**What you are asked to do**
Copy out the whole passage about NHS guidance on same-sex hospital wards word for word, keeping every line.

**Document section**
New NHS guidance stipulates that hospitals should accommodate transgenders “according to their presentation” — i.e., “the way they dress and the name and pronouns” they use. It adds this does not depend on whether they have legally changed their gender and “may not always accord with the physical sex appearance of the chest or genitalia”.

The guidance, entitled Delivering Same-Sex Accommodation, reiterates those who have undergone transition “should be accommodated according to their gender presentation. Different genital or breast sex appearance is not a bar to this.” (emphasis original.)

If a person’s “presented gender” is not immediately observable, admission and triage staff should “ask discreetly where the person would be most comfortably accommodated. They should then comply with the patient’s preference immediately, or as soon as practicable.”

“Non-binary individuals, who do not identify as being male or female, should also be asked discreetly about their preferences, and allocated to the male or female ward according to their choice,” the document adds.

Dr Nicola Williams of the Fair Play For Women campaign group called the guidelines “shocking”. She told The Telegraph on Tuesday it means that “the privacy and dignity of women goes out the window”.

**Source information**
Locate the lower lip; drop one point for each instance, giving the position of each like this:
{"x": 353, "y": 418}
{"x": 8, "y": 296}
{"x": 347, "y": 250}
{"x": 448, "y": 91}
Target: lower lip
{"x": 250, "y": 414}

---

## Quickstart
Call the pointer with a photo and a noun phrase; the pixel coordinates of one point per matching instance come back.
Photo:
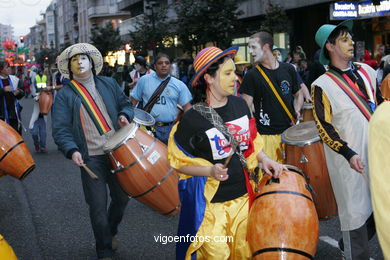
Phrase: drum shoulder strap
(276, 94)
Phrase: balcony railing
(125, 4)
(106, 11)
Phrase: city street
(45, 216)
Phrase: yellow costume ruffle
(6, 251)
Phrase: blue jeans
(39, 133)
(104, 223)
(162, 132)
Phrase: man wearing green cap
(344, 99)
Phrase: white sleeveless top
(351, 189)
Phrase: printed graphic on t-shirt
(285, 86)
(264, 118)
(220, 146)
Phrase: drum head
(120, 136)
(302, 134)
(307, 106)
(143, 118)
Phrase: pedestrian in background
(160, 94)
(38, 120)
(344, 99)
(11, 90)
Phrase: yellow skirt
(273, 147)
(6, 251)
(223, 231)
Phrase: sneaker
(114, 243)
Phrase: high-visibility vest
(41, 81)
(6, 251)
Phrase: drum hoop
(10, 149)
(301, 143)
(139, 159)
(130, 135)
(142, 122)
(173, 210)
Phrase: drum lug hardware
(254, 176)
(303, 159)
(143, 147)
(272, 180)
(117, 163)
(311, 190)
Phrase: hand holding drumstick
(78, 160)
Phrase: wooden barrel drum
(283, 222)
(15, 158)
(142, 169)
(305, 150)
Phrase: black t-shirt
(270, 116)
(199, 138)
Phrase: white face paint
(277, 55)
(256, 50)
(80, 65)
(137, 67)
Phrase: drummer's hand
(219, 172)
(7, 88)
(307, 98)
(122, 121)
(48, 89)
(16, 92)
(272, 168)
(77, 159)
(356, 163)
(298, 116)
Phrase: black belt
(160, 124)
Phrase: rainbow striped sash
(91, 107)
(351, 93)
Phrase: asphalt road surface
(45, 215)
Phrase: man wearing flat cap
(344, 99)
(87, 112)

---

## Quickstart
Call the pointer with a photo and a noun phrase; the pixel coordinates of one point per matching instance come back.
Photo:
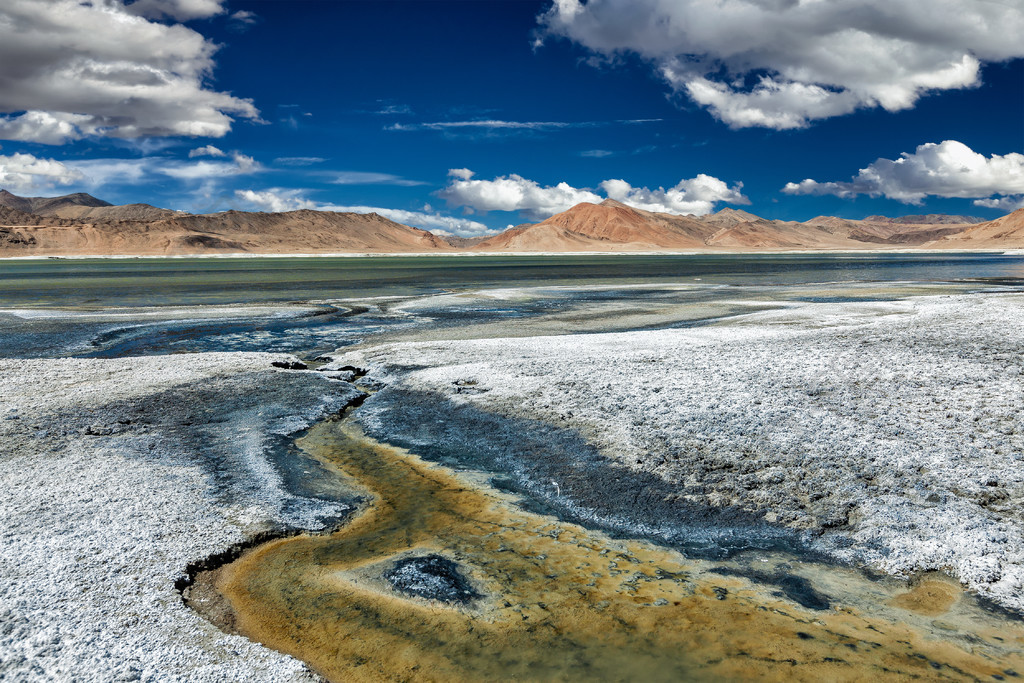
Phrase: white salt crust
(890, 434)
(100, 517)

**Written solution**
New NHS guidance stipulates that hospitals should accommodate transgenders “according to their presentation” — i.e., “the way they dress and the name and pronouns” they use. It adds this does not depend on whether they have legally changed their gender and “may not always accord with the physical sex appearance of the chest or genitalia”.

The guidance, entitled Delivering Same-Sex Accommodation, reiterates those who have undergone transition “should be accommodated according to their gender presentation. Different genital or breast sex appearance is not a bar to this.” (emphasis original.)

If a person’s “presented gender” is not immediately observable, admission and triage staff should “ask discreetly where the person would be most comfortably accommodated. They should then comply with the patient’s preference immediately, or as soon as practicable.”

“Non-binary individuals, who do not identify as being male or female, should also be asked discreetly about their preferences, and allocated to the male or female ward according to their choice,” the document adds.

Dr Nicola Williams of the Fair Play For Women campaign group called the guidelines “shocking”. She told The Telegraph on Tuesday it means that “the privacy and dignity of women goes out the window”.